**What to do:**
- 1) Translate this sentence from the film summary into Spanish: "Mutated giant scorpions menace the area, requiring Tanner and Keegan to continually shoot the creatures with high-powered rifles."
- 2) Reproduce verbatim the passage of the film summary that runs from "Damnation Alley is" to "Harry Stradling Jr.".

**Page:**

[START]

Damnation Alley is a 1977 post-apocalyptic film directed by Jack Smight, loosely based on the 1969 novel of the same name by Roger Zelazny. The original music score was composed by Jerry Goldsmith, and the cinematography was by Harry Stradling Jr.

Plot
First Lieutenant Jake Tanner (Jan-Michael Vincent) shares ICBM silo duty at a US Air Force missile base in the Californian desert with senior officer Major Eugene "Sam" Denton (George Peppard).  While signing in for their work shift in the underground base, Denton notifies Tanner he is requesting that command reassign him, since he feels Tanner is not a suitable team member for their two-man crew.  While passing through base security checks, Denton and Tanner talk with Sergeant Tom Keegan (Paul Winfield). 

While Denton and Tanner are running procedure drills, the US detects incoming nuclear missiles from the Soviet Union.  After confirmation that an actual attack is in-progress, Tanner and Denton launch part of the retaliatory strike. Although interceptor missiles destroy around 40% of the incoming Soviet missiles, the United States is hit hard, particularly major cities.

Two years later, the Earth has been tilted off its axis by the nuclear detonations of World War III; radiation has mutated giant scorpions, the planet is wracked by massive storms, and the sky is in a perpetual aurora borealis-like state. Tanner has resigned his commission and has been scouting nearby Barstow, California, while Keegan (who has also left the Air Force), has been painting as an artist in one of the base's out-buildings where they have been relegated to. Mutated giant scorpions menace the area, requiring Tanner and Keegan to continually shoot the creatures with high-powered rifles. After returning from Barstow with provisions, Tanner gives an airman a stack of Playboy magazines he located.  Later, the airman falls asleep in a bunk and drops a lit cigarette, starting a small fire, which causes an explosion.  The explosions kill most of its inhabitants including the base commander, General Landers (Murray Hamilton). Keegan and Tanner are unscathed, as are Denton and Lieutenant Tom Perry (Kip Niven), who were outside, on their way to the bunker.

[END]

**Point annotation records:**
[START]

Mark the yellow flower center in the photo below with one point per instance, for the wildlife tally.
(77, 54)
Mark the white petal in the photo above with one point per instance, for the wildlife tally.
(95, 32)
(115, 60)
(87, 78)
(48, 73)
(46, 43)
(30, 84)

[END]

**Solutions in order:**
- 1) Escorpiones gigantes mutados amenazan la zona, lo que obliga a Tanner y Keegan a disparar continuamente contra las criaturas con rifles de alto poder.

- 2)
Damnation Alley is a 1977 post-apocalyptic film directed by Jack Smight, loosely based on the 1969 novel of the same name by Roger Zelazny. The original music score was composed by Jerry Goldsmith, and the cinematography was by Harry Stradling Jr.